• [Passage]:
# An Opera Critic Responds To My Note



## Xavier (Jun 7, 2012)

Max Loppert, one of the critics from Opera magazine, responded to my note where I briefly criticized his review that compared Dukas's _Ariane et Blubeard_ to Debussy's _Pelleas et Melisande_. This is the same gentleman who said that _Penelope_ and _Padmavati_ also were..... *"key 20th-century operatic masterpieces on a par with Pelleas"*

Here is his message:



> My attention has been drawn, by a kind friend (or was he being slightly malicious? hmmm), to this extremely lively conversational response to my DVD review of the Liceu's "Ariane et Barbe-bleue" production in the current issue of Opera. I was particularly fascinated by the comment of the curiously named Genevieve's Castle Room above:
> 
> "By the way, Dukas was one of Messiaen's teachers. If Ariane was even nearly as great as Pelleas wouldn't he have written something about it?"
> 
> Genevieve has obviously been sequestered too long up there in that (obviously ill-lit) Allemonde castle room, otherwise she would surely know that Messiaen did indeed write a magnificent long essay-analysis of his teacher's opera. (Debussy, who was a friend of Dukas's, was also an admirer of "Ariane", as Dukas was of "Pelléas" -- I wonder whether poor Genevieve knows that?) The Messiaen essay is titled 'Ariane et Barbe-bleue de Paul Dukas', was first published in La Revue musicale, 166 (1936), 79-86, and is reprinted in "Olivier Messiaen : Journalism 1935-1939″, edited by Stephen Broad (p. 16 et seq.). Genevieve should read it: she might learn a thing or two -- and she obviously needs to -- about Dukas's masterpiece.




NOTE: *'Genevieve's Castle Room'* is my pseudonym on other opera forums.

Here is my response to Mr. Loppert:



> Thanks for your note. As a matter fact I'm intimately familiar with the work and have owned the Armin Jordan for years. I've also read about Debussy's admiration for Dukas's opera. Still, it is so very clear to me that _Ariane_ is nothing but a good opera by a second-tier composer. And I think it's absurd to rank it so highly alongside "Pelleas" which is *one of the LANDMARK operas (remember those?).... a masterpiece sui generis.*



You can the entire thread here (Mine is the first post on the first page):

http://parterre.com/2013/07/28/hoop-dreams/comment-page-1/#comments

I know there are other more important things to worry about today but I still find it mildly _depressing_ that almost nobody (from other forums) has questioned his strange opinion of these operas. In fact, several members concurred with Loppert's assessment if you could believe it.

It really makes you wonder how many people understand and truly love _Pelleas et Melisande_.


----------

• [Input]:
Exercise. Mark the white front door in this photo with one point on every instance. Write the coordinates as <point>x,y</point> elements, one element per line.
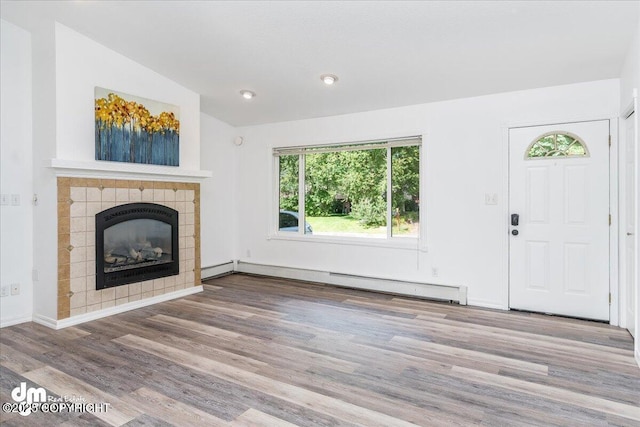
<point>629,226</point>
<point>559,249</point>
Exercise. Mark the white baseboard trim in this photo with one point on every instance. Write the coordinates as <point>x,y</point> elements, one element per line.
<point>399,287</point>
<point>94,315</point>
<point>15,321</point>
<point>217,270</point>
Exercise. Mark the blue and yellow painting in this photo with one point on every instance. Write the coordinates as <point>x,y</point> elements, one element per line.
<point>136,130</point>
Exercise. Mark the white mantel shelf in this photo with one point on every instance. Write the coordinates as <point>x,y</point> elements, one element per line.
<point>82,169</point>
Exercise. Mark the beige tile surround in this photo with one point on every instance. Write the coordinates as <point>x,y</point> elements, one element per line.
<point>79,199</point>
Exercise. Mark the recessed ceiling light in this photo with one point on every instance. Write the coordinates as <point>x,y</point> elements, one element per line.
<point>329,79</point>
<point>247,94</point>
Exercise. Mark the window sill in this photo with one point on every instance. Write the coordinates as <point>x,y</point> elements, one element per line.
<point>403,243</point>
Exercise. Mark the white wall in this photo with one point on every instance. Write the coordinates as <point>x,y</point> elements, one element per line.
<point>217,194</point>
<point>66,68</point>
<point>464,158</point>
<point>630,75</point>
<point>630,80</point>
<point>16,244</point>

• [Parts of the exercise]:
1/ Rewrite the paragraph of the forum post that begins "I know there are other more important things" in a shorter form, keeping its main facts.
2/ Please reproduce the stretch of rows from their start through the line containing "<point>559,249</point>", swapping "front door" for "garage door" and leaving everything else unchanged. Omit the pictures.

• [Exercise answers]:
1/ Though there are more important things to worry about, the writer finds it mildly depressing that almost nobody on other forums has questioned Loppert's strange opinion of these operas, and that several members even agreed with him.

2/
Exercise. Mark the white garage door in this photo with one point on every instance. Write the coordinates as <point>x,y</point> elements, one element per line.
<point>629,226</point>
<point>559,249</point>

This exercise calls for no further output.